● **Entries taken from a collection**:
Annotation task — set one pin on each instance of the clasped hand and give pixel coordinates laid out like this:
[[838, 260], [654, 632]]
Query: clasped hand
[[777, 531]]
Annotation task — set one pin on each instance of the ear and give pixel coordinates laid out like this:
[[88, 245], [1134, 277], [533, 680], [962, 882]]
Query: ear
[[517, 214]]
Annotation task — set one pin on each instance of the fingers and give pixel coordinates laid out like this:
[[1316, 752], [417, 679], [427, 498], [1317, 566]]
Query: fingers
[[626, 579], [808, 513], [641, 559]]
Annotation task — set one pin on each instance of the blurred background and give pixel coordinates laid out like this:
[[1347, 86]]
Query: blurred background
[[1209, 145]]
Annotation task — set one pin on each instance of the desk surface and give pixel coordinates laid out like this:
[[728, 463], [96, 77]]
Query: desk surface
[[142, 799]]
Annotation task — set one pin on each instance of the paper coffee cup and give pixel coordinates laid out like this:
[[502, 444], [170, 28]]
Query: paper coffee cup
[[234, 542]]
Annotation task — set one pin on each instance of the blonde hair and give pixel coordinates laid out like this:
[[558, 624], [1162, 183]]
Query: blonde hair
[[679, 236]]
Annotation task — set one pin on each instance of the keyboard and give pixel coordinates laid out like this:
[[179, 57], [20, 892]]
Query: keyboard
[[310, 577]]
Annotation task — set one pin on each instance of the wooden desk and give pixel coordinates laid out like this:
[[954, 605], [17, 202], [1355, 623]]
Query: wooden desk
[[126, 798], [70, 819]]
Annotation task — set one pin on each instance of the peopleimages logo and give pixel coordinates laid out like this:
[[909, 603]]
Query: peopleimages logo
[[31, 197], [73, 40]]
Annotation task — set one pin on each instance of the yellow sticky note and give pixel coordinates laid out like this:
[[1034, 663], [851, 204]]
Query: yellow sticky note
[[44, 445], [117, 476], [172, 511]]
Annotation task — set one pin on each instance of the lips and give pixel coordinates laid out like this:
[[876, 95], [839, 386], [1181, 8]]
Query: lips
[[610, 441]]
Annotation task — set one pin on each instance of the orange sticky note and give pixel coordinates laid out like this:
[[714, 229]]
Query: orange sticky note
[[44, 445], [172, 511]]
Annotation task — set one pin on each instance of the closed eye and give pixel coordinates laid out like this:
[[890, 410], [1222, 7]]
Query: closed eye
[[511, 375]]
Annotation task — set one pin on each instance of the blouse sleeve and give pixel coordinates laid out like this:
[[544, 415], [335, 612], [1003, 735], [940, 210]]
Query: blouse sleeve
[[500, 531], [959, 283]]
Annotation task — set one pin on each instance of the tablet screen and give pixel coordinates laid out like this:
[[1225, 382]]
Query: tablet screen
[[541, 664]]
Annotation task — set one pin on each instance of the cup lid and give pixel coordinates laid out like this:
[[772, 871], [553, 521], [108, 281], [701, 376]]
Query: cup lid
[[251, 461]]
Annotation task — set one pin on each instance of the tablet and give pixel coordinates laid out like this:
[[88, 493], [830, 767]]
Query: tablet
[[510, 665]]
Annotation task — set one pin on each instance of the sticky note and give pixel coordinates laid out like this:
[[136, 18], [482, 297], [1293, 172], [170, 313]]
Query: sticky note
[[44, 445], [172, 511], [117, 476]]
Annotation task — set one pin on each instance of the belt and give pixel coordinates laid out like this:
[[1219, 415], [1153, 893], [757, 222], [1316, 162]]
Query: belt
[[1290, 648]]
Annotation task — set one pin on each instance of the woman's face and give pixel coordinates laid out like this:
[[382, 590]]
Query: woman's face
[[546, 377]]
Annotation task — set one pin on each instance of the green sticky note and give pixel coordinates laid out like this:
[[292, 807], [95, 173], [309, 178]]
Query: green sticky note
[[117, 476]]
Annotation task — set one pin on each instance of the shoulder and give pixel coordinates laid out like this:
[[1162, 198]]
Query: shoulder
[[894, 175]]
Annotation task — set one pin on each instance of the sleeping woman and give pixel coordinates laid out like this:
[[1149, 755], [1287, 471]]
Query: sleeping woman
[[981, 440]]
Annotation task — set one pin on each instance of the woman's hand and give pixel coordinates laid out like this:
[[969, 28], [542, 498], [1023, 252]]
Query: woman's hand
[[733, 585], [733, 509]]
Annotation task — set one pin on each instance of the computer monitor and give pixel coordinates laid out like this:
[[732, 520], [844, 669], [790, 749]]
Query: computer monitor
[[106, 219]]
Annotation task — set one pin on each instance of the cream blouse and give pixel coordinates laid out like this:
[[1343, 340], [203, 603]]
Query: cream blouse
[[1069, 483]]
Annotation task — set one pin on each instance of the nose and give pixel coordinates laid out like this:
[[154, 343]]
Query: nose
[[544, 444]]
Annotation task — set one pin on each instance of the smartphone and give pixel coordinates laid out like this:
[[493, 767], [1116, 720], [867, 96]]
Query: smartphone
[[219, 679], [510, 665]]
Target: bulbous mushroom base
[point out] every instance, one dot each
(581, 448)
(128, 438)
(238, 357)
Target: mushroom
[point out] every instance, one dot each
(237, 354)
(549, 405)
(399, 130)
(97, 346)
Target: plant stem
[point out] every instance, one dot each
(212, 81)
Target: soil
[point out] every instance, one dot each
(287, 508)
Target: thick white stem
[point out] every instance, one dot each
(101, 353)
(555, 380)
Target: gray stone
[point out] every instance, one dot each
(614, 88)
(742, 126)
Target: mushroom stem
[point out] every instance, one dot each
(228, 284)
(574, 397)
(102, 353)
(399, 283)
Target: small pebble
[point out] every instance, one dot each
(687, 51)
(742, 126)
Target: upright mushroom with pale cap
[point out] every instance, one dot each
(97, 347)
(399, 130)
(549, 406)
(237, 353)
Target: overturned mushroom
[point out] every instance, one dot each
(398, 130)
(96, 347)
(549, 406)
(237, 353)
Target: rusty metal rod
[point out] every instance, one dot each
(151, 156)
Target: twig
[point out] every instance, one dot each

● **EXERCISE REQUIREMENTS**:
Using the data above, state the number of lines that contain the word "Target"; add nothing else.

● **EXERCISE RESPONSE**:
12